- _Supplied passage_
How long, O Lord, how long?

By Spear's

Nowhere is recovery in view, but a slump is threatening every economy, and global depression is in prospect.

‘How long will this recession last?’ is the question on everyone’s lips. As with any question, however, it’s the phrasing of the exact question which will throw out the most useful answer; so, how about this: ‘How long will this global downturn last and what and how long will its consequences be?’

The OECD has now opined that the BRIC economies have joined the global recession, with Brazil and Russia particularly badly affected, but it’s perhaps the downturns in India and China which are more important for the global economy, given their sheer size.

The contraction is particularly affecting the exporting nations: Germany’s GDP declined 8.2% in Q4 2008, Japan’s exports were down year-on-year 58% in January 2009, and China’s exports have collapsed by over 30% and are still falling.

- _Excerpts of labeled region data_
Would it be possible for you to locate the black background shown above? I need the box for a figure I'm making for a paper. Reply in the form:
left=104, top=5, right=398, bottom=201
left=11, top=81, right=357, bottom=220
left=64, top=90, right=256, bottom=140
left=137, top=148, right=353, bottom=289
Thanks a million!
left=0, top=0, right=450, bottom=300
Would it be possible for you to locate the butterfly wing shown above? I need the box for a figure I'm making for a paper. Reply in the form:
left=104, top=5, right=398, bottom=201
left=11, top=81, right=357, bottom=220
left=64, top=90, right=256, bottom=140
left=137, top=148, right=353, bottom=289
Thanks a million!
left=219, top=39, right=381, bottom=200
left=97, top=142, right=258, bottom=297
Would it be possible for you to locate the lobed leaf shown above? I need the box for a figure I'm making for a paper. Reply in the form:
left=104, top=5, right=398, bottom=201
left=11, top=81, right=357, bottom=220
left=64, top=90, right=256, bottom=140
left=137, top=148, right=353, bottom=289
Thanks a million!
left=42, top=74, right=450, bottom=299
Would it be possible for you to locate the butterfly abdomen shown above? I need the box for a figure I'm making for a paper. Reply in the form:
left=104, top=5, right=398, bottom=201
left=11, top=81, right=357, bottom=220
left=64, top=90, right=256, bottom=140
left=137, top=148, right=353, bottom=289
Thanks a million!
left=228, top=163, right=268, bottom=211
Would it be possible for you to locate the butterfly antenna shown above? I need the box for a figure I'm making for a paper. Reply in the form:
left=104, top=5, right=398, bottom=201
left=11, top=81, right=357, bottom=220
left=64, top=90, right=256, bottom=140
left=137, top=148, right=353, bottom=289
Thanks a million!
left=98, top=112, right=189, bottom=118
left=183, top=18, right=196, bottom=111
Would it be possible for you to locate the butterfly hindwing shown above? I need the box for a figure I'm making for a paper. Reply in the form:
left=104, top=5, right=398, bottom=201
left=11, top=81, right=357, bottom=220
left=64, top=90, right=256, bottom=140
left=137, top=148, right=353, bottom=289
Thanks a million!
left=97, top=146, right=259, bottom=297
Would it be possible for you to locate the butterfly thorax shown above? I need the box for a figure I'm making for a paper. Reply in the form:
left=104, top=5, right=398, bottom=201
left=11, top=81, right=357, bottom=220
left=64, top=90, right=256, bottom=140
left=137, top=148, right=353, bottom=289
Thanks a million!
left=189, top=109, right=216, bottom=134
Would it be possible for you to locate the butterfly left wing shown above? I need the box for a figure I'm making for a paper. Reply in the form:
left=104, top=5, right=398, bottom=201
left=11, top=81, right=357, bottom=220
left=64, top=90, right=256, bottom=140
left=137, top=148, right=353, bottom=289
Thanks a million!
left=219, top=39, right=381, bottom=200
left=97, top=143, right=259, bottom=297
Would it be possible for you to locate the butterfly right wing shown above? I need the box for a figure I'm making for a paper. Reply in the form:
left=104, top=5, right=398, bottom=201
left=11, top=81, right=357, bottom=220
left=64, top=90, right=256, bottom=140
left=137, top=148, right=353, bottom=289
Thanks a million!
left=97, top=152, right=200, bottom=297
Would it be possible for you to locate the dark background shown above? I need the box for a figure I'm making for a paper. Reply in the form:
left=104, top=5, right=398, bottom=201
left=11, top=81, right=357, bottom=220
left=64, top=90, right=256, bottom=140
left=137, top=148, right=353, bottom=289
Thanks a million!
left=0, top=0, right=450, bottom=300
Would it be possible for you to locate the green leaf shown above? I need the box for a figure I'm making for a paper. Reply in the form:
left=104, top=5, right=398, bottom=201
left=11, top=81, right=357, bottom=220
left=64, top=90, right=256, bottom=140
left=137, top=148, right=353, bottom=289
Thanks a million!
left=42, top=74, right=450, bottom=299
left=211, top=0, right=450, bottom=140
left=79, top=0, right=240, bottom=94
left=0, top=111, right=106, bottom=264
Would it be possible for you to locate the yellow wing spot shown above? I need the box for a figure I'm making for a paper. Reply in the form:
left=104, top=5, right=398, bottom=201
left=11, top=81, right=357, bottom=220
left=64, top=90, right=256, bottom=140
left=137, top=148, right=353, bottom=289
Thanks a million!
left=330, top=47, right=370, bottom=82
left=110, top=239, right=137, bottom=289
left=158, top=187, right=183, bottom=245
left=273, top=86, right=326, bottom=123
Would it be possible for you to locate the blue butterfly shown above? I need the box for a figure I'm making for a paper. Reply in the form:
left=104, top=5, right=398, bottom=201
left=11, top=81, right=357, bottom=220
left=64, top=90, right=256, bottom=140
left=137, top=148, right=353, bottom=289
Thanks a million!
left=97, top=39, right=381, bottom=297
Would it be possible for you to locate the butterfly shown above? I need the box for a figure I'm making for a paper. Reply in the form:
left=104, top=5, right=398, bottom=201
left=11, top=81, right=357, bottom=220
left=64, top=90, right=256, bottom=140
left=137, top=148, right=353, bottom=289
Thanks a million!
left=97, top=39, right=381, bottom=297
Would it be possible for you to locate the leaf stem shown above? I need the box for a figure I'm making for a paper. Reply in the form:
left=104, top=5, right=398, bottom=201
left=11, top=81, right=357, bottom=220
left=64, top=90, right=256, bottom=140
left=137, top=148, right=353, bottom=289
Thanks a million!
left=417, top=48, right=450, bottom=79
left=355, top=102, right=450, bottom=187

- _Required tasks_
a) In the recession article, turn the paragraph starting "The contraction is particularly affecting" into a short bulleted list that keeps its main figures.
b) From the recession article, return word for word the part that opens with the words containing "Nowhere is recovery" and closes with "their sheer size.".
c) Name every country mentioned in the recession article.
You won't need the records for any of this.

- _Exercise results_
a)
- Exporting nations are hit hardest by the contraction.
- Germany: GDP fell 8.2% in Q4 2008.
- Japan: exports dropped 58% year-on-year in January 2009.
- China: exports have collapsed by over 30% and are still falling.

b)
Nowhere is recovery in view, but a slump is threatening every economy, and global depression is in prospect.

‘How long will this recession last?’ is the question on everyone’s lips. As with any question, however, it’s the phrasing of the exact question which will throw out the most useful answer; so, how about this: ‘How long will this global downturn last and what and how long will its consequences be?’

The OECD has now opined that the BRIC economies have joined the global recession, with Brazil and Russia particularly badly affected, but it’s perhaps the downturns in India and China which are more important for the global economy, given their sheer size.

c) Brazil, Russia, India, China, Germany, Japan